Data supplied:
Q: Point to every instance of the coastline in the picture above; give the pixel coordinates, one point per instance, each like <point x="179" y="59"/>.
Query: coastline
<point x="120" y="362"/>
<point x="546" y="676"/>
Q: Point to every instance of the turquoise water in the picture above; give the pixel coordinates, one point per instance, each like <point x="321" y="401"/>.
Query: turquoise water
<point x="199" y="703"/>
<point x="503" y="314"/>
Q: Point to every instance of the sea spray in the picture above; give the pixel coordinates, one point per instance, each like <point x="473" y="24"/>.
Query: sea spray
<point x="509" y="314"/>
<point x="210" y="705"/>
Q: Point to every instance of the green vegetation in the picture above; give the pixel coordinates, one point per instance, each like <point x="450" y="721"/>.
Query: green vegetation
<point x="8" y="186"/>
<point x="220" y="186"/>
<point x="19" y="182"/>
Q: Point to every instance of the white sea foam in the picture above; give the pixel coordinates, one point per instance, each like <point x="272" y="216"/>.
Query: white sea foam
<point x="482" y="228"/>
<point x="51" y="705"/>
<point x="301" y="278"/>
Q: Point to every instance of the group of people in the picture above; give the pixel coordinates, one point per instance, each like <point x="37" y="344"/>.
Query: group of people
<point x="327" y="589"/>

...

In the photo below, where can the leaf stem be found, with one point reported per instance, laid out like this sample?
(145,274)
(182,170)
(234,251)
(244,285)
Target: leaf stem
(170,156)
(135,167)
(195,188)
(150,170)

What is needed: Going through the records, say how many lines hold the string "above". Only the number should be given.

Solution for this problem: 6